### TASK DIRECTIONS
Arrange every line of the records below as a Markdown table with the columns "No." and "Line," where "No." holds a running row number and "Line" holds the line itself. Skip blank lines, and leave the pictures out of the table.
----- DATA ENTRIES
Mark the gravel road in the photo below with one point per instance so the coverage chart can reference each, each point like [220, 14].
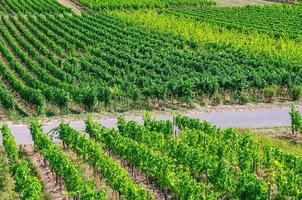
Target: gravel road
[240, 119]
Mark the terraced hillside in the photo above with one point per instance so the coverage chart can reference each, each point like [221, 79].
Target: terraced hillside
[52, 63]
[151, 161]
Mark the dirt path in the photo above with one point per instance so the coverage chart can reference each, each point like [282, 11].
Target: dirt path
[56, 191]
[69, 4]
[228, 116]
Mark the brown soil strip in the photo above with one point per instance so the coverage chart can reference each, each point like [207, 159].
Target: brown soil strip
[56, 190]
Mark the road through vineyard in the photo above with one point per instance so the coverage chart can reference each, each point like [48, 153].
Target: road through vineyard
[240, 119]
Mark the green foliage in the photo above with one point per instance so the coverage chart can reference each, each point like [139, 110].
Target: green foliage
[296, 92]
[115, 175]
[26, 185]
[63, 167]
[270, 92]
[248, 187]
[249, 19]
[31, 7]
[136, 4]
[296, 120]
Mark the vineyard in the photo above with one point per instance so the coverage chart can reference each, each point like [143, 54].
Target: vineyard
[62, 57]
[54, 64]
[154, 161]
[136, 4]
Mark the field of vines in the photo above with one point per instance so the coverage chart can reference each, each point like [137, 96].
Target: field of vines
[139, 4]
[60, 57]
[57, 62]
[183, 159]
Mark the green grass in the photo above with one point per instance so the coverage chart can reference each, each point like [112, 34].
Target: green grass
[276, 138]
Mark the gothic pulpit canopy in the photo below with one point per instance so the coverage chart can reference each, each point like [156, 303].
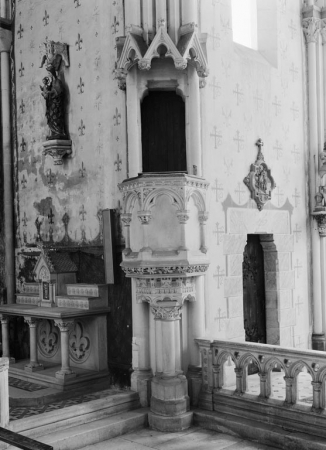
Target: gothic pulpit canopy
[259, 180]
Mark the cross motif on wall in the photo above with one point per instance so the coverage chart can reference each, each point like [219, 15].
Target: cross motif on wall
[82, 171]
[279, 149]
[81, 128]
[218, 188]
[216, 136]
[294, 72]
[23, 145]
[215, 85]
[297, 232]
[295, 111]
[215, 38]
[298, 304]
[20, 31]
[219, 318]
[219, 231]
[78, 43]
[80, 86]
[118, 163]
[21, 70]
[115, 25]
[82, 213]
[116, 117]
[296, 197]
[50, 176]
[238, 93]
[292, 28]
[295, 152]
[45, 18]
[298, 267]
[277, 105]
[278, 194]
[239, 191]
[238, 140]
[50, 216]
[24, 182]
[220, 276]
[24, 220]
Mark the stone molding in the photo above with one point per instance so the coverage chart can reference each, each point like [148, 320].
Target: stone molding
[311, 27]
[154, 290]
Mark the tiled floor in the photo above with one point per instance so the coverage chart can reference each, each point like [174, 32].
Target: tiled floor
[21, 412]
[192, 439]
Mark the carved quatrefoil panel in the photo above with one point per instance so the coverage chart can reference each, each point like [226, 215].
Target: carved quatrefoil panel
[79, 343]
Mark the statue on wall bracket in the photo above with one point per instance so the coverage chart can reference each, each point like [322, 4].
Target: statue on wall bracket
[57, 142]
[259, 180]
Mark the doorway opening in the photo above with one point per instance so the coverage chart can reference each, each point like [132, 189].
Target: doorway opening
[163, 127]
[254, 300]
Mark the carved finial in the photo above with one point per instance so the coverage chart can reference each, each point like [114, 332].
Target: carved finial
[260, 144]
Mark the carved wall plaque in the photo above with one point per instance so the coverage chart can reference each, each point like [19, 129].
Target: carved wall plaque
[259, 180]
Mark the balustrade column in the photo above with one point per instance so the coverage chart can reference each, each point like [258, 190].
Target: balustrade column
[289, 386]
[126, 219]
[316, 393]
[183, 217]
[33, 365]
[311, 30]
[64, 327]
[239, 381]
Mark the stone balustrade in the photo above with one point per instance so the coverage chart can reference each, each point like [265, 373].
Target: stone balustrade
[4, 392]
[227, 387]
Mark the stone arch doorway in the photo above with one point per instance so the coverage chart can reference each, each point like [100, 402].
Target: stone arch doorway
[254, 301]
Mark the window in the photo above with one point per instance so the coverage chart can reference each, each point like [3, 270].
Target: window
----------
### SOLUTION
| No. | Line |
|---|---|
| 1 | Mark the gravel road in the photo below with one point per instance so the coverage chart can reference each, each point like [220, 14]. |
| 2 | Target: gravel road |
| 3 | [240, 119] |
| 4 | Mark the terraced hillside in the photo above with one point per instance so the coverage chart can reference each, each point like [221, 79]. |
| 5 | Target: terraced hillside |
| 6 | [52, 63] |
| 7 | [151, 161] |
| 8 | Mark the dirt path in the photo above with one point per instance so the coverage chart can reference each, each point like [282, 11]. |
| 9 | Target: dirt path |
| 10 | [56, 191] |
| 11 | [69, 4] |
| 12 | [228, 116] |
| 13 | Mark the brown soil strip in the photo above with one point per instance so the coverage chart can reference each, each point like [207, 159]. |
| 14 | Target: brown soil strip |
| 15 | [56, 190] |
| 16 | Mark the road through vineyard in the photo above with one point per instance so the coverage chart can reference each, each point like [48, 153]. |
| 17 | Target: road through vineyard |
| 18 | [240, 119] |
| 19 | Mark the green foliage in the photo above with one point per instance so the coverage chart can reference each, each point like [139, 110]. |
| 20 | Target: green foliage |
| 21 | [296, 92] |
| 22 | [115, 175] |
| 23 | [26, 185] |
| 24 | [63, 167] |
| 25 | [270, 92] |
| 26 | [248, 187] |
| 27 | [249, 19] |
| 28 | [31, 7] |
| 29 | [136, 4] |
| 30 | [296, 120] |
| 31 | Mark the vineyard in the photo above with one point per instance so the coverage chart can reference each, each point like [143, 54]. |
| 32 | Target: vineyard |
| 33 | [62, 57] |
| 34 | [54, 64] |
| 35 | [154, 161] |
| 36 | [136, 4] |
| 37 | Mark the field of vines in the photo above with one point per instance so the coverage chart can reference each, each point like [137, 96]. |
| 38 | Target: field of vines |
| 39 | [139, 4] |
| 40 | [60, 57] |
| 41 | [57, 62] |
| 42 | [183, 159] |
| 43 | Mark the green grass in the photo above with one point per instance so the coverage chart can reference each, each point like [112, 34]. |
| 44 | Target: green grass |
| 45 | [276, 138] |
| 46 | Mark the gothic pulpit canopy in the photo below with one point per instance so the coverage chart can reference each, each point like [156, 303]. |
| 47 | Target: gothic pulpit canopy |
| 48 | [259, 180] |
| 49 | Mark the cross motif on wall in the photo above with one point per instance so the coverage chart can reference each, each point like [219, 15]. |
| 50 | Target: cross motif on wall |
| 51 | [82, 171] |
| 52 | [279, 149] |
| 53 | [81, 128] |
| 54 | [218, 188] |
| 55 | [216, 136] |
| 56 | [294, 72] |
| 57 | [23, 145] |
| 58 | [215, 85] |
| 59 | [297, 232] |
| 60 | [295, 111] |
| 61 | [215, 38] |
| 62 | [298, 304] |
| 63 | [20, 31] |
| 64 | [219, 318] |
| 65 | [219, 231] |
| 66 | [78, 43] |
| 67 | [80, 86] |
| 68 | [118, 163] |
| 69 | [21, 70] |
| 70 | [115, 25] |
| 71 | [82, 213] |
| 72 | [116, 117] |
| 73 | [296, 197] |
| 74 | [50, 176] |
| 75 | [238, 93] |
| 76 | [292, 28] |
| 77 | [295, 152] |
| 78 | [45, 18] |
| 79 | [298, 267] |
| 80 | [277, 105] |
| 81 | [278, 194] |
| 82 | [239, 191] |
| 83 | [238, 140] |
| 84 | [50, 216] |
| 85 | [24, 182] |
| 86 | [220, 276] |
| 87 | [24, 220] |
| 88 | Mark the stone molding in the photo above with one point per instance so the coverage chart can reference each, each point like [148, 320]. |
| 89 | Target: stone molding |
| 90 | [311, 27] |
| 91 | [154, 290] |
| 92 | Mark the tiled floor in the photo above with one point per instance so the coverage chart can reference each, each point like [174, 32]. |
| 93 | Target: tiled floor |
| 94 | [21, 412] |
| 95 | [192, 439] |
| 96 | Mark the carved quatrefoil panel in the photo above with one point per instance so the coverage chart can reference each, each point like [226, 215]. |
| 97 | Target: carved quatrefoil panel |
| 98 | [79, 343] |
| 99 | Mark the statue on wall bracket in the photo above with one point per instance so the coverage chart can reference each, each point like [322, 4]. |
| 100 | Target: statue on wall bracket |
| 101 | [57, 142] |
| 102 | [259, 180] |
| 103 | Mark the doorway opening in the photo above with one point per instance so the coverage chart can reference each, each point like [132, 189]. |
| 104 | Target: doorway opening |
| 105 | [163, 127] |
| 106 | [254, 300] |
| 107 | Mark the carved finial in the photo above with one point per instance so the coverage chart can reference each, each point like [114, 332]. |
| 108 | Target: carved finial |
| 109 | [260, 144] |
| 110 | Mark the carved wall plaque in the photo above with one point per instance so the coverage chart can reference each, each point like [19, 129]. |
| 111 | Target: carved wall plaque |
| 112 | [259, 180] |
| 113 | Mark the balustrade column in the photo above with one point per instance so the coverage chart can reference each, each point like [258, 190]. |
| 114 | Target: balustrade column |
| 115 | [289, 386] |
| 116 | [126, 219] |
| 117 | [316, 393] |
| 118 | [183, 217] |
| 119 | [33, 365] |
| 120 | [311, 30] |
| 121 | [64, 327] |
| 122 | [239, 381] |
| 123 | Mark the stone balustrade in the photo above with one point per instance so the coverage chart can reference each, each point like [265, 373]. |
| 124 | Target: stone balustrade |
| 125 | [4, 392] |
| 126 | [227, 387] |
| 127 | Mark the stone arch doorway in the photo above with one point per instance so the coverage chart can reference each, each point like [100, 402]. |
| 128 | Target: stone arch doorway |
| 129 | [254, 301] |
| 130 | Mark the window in the photo above with one point per instance so the coverage chart can reference each, each point like [3, 270]. |
| 131 | Target: window |